### PROBLEM DETAILS
Switch each "target" in the listing below to "label", change nothing else, and write out the whole listing again.

### PROVIDED RECORDS
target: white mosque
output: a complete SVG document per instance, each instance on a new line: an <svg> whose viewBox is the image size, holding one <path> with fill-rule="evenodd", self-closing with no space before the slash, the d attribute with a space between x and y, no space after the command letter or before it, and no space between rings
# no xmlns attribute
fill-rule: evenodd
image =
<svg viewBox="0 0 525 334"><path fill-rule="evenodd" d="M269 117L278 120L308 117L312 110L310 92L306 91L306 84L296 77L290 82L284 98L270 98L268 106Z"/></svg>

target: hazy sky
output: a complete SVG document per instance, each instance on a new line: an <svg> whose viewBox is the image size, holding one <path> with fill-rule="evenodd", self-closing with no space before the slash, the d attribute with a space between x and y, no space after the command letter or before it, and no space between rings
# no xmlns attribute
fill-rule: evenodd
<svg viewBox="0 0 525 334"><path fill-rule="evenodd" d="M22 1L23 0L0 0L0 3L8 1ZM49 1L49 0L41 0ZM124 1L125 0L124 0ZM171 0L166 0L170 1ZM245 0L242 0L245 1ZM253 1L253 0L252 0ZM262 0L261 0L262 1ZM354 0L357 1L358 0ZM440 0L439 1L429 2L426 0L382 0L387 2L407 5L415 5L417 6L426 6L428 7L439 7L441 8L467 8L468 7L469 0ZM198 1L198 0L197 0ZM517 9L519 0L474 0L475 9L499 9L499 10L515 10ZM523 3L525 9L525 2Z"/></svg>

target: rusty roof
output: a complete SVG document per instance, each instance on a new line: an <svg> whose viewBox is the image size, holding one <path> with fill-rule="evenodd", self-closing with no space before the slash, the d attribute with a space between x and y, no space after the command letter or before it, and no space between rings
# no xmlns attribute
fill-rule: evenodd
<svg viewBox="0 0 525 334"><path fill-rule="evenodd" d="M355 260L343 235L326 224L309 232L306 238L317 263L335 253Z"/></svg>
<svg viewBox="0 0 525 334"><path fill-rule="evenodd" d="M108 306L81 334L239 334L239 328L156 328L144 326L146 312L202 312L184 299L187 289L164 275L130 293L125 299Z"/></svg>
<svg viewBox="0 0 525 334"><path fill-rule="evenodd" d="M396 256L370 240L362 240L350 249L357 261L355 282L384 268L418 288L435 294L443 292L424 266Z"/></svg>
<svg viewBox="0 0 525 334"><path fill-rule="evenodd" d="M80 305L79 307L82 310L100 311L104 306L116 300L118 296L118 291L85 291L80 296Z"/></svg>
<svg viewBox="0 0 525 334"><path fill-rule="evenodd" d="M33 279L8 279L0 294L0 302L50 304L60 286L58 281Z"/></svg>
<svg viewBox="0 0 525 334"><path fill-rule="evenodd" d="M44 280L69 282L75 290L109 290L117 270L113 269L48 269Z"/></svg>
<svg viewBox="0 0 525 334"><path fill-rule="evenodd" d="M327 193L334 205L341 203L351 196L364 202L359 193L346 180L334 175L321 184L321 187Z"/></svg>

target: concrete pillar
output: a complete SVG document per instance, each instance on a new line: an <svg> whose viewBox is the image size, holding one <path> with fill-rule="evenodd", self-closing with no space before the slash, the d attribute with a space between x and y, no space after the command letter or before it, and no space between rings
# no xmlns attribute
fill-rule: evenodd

### FULL ANSWER
label: white mosque
output: a complete SVG document per instance, each instance on a new line: an <svg> whose viewBox is the image size, holding one <path> with fill-rule="evenodd", self-closing with no space before the slash, the d attribute with a space between x and y, no space after the command letter or before it, and no space between rings
# no xmlns attribute
fill-rule: evenodd
image =
<svg viewBox="0 0 525 334"><path fill-rule="evenodd" d="M269 117L278 120L308 117L312 110L310 92L306 91L306 84L296 77L290 82L284 98L270 98L268 106Z"/></svg>

label: hazy sky
output: a complete SVG document per instance, each instance on a new line: an <svg> whose viewBox is the image size, holding one <path> with fill-rule="evenodd", self-closing with no space before the slash, the d attribute with a space between x and y, no space after the command letter or before it, and no space between rings
# no xmlns attribute
fill-rule: evenodd
<svg viewBox="0 0 525 334"><path fill-rule="evenodd" d="M22 1L23 0L0 0L0 3L8 1ZM49 1L49 0L41 0ZM124 1L125 0L124 0ZM171 0L166 0L170 1ZM245 0L242 0L245 1ZM253 1L253 0L252 0ZM262 0L261 0L262 1ZM354 0L357 1L358 0ZM440 0L439 1L429 2L426 0L382 0L387 2L407 5L415 5L417 6L426 6L428 7L439 7L441 8L467 8L468 7L469 0ZM198 1L198 0L197 0ZM517 9L519 0L474 0L475 9L499 9L499 10L515 10ZM523 3L525 9L525 2Z"/></svg>

label: rusty roof
output: a complete SVG document per instance, each instance on a new line: an <svg> whose viewBox is the image size, holding one <path> with fill-rule="evenodd", self-closing with no space before the slash, the d attribute with a space between x and y, no space after the command letter or before it, and no space between rings
# no xmlns attribute
fill-rule: evenodd
<svg viewBox="0 0 525 334"><path fill-rule="evenodd" d="M355 260L343 235L326 224L309 232L306 238L317 263L335 253Z"/></svg>
<svg viewBox="0 0 525 334"><path fill-rule="evenodd" d="M108 306L81 334L239 334L239 328L156 328L144 326L146 312L202 312L184 299L187 289L164 275L130 293L125 299Z"/></svg>
<svg viewBox="0 0 525 334"><path fill-rule="evenodd" d="M396 256L370 240L362 240L350 249L357 261L355 282L384 268L418 288L435 294L443 292L424 266Z"/></svg>
<svg viewBox="0 0 525 334"><path fill-rule="evenodd" d="M80 305L79 307L82 310L100 311L104 306L116 300L118 296L118 291L85 291L80 296Z"/></svg>
<svg viewBox="0 0 525 334"><path fill-rule="evenodd" d="M33 279L8 279L0 294L0 302L50 304L60 286L58 281Z"/></svg>
<svg viewBox="0 0 525 334"><path fill-rule="evenodd" d="M44 280L69 282L75 290L109 290L117 270L113 269L48 269Z"/></svg>
<svg viewBox="0 0 525 334"><path fill-rule="evenodd" d="M327 193L334 205L341 203L351 196L364 202L359 193L346 180L334 175L321 184L321 187Z"/></svg>

label: concrete pillar
output: a complete SVG document per instance, each instance on a new line: an <svg> whose viewBox is the image size, holding one <path> with fill-rule="evenodd", self-closing with no space before the slash, the d attribute with a space between x and y, no space after the command letter or before it, and no space between rings
# no xmlns attribute
fill-rule: evenodd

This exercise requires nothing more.